- TEXT PASSAGE:

Strategic Trade Authorization

  • By moving militarily less critical U.S. parts and components from the USML to the CCL, export control reform will promote greater coordination with our friends and allies.

  • For example, items transferred to the CCL will be eligible for the Strategic Trade Authorization (STA) license exception, which streamlines exports of such items to 36 close NATO and multilateral regime partners for ultimate end use by the governments of those countries. This enhances interoperability with our closest friends and allies, strengthens the competitiveness of the U.S. defense industrial base, and promotes greater trans-Atlantic defense industrial cooperation.

  • Although STA eliminates many burdens associated with typical front-end licenses, it does contain specific restrictions, and it is eminently enforceable.

  • Exports and reexports to other countries and for other uses will still require a license. Moreover, exports and reexports of such items to countries subject to U.S. arms embargoes, such as China, still will be presumptively denied.

  • The idea of STA is simple: facilitate exports to NATO and multilateral export control regime partners who share our national security interests, while ensuring that subsequent exports to non-STA destinations are properly authorized.

  • This license exception will encourage collaboration in developing and producing defense systems, reduce costs, and shorten delivery times to you for U.S. parts and components.

  • The Department of Defense estimates that many thousands of less significant parts and components will move to the CCL and be eligible for license-free export to STA-eligible countries for the government's ultimate end use.

  • There also are a number of enforcement aspects to STA. An exporter wishing to use STA must, prior to export, inform its overseas customer of the precise export classification of the item. The non-U.S. customer must confirm its understanding of that classification, and must undertake not to export, reexport, or transfer that item contrary to the EAR. These written exchanges provide the information necessary for effective enforcement and are far easier, cheaper, and faster for companies to administer than conventional export licenses.

  • Incidentally, the use of STA is optional. Any exporter who prefers to obtain an actual export license may do so.

  • STA is a critical component of our goal to promote interoperability.

  • When we sell our allies and coalition partners a military system, like a fighter or a tank, or subsystems and components, we also need to provide the spare parts to keep them operating.

  • Secretary of Defense Gates told the story of a C-130 that was needed for coalition operations but had to sit idle for two months waiting for the State Department to license necessary spare parts. That situation has been likened to giving someone an elephant but then requiring him to beg for the peanuts.

  • Our friends and allies need to have confidence that the military systems on which they rely will be operational when needed.

  • We cannot afford to wait, or have our friends and allies wait, for a license for spare parts of an end item that we have already authorized.

- DATA RECORDS:
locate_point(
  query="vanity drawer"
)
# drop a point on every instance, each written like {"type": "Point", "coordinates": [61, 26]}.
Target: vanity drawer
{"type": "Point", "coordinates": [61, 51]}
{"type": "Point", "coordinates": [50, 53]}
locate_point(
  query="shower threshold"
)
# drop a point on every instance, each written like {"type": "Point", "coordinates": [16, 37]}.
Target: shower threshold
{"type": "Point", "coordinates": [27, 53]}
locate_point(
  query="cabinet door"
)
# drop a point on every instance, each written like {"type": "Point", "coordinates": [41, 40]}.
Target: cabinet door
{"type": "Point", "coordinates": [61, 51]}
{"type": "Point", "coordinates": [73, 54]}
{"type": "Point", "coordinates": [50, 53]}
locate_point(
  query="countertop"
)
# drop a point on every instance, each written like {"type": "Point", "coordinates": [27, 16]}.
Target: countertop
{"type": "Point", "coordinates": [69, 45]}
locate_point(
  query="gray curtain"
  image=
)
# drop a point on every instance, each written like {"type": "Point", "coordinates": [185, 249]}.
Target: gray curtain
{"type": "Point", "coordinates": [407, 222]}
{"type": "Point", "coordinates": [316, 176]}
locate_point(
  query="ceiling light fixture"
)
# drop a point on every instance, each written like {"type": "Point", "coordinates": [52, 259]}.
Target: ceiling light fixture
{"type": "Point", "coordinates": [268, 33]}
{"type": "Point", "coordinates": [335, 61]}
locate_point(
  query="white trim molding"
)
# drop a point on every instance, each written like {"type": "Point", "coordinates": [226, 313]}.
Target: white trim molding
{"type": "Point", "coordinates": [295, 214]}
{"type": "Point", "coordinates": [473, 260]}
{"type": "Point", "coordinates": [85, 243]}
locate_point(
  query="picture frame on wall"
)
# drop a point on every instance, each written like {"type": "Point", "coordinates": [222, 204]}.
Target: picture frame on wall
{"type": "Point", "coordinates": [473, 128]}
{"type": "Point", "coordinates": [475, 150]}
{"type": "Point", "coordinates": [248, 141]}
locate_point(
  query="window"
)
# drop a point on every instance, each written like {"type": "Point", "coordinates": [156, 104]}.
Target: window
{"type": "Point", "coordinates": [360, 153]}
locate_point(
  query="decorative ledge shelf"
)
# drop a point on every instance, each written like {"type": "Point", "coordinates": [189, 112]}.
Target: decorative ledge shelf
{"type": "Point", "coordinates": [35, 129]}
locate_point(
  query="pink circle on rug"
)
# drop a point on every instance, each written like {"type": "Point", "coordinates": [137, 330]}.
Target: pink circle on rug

- PROBLEMS TO WORK ON:
1. According to the Strategic Trade Authorization passage, how long did the C-130 sit idle while waiting for spare parts to be licensed?
2. Translate this sentence from the Strategic Trade Authorization passage into Spanish: "Our friends and allies need to have confidence that the military systems on which they rely will be operational when needed."
3. The Strategic Trade Authorization passage has a sentence beginning "This enhances interoperability." List every effect that sentence names.
The records come from a different source than the passage.

- EXPECTED RESULTS:
1. Two months.

2. Nuestros amigos y aliados necesitan tener la confianza de que los sistemas militares de los que dependen estarán operativos cuando se necesiten.

3.
- Enhances interoperability with our closest friends and allies
- Strengthens the competitiveness of the U.S. defense industrial base
- Promotes greater trans-Atlantic defense industrial cooperation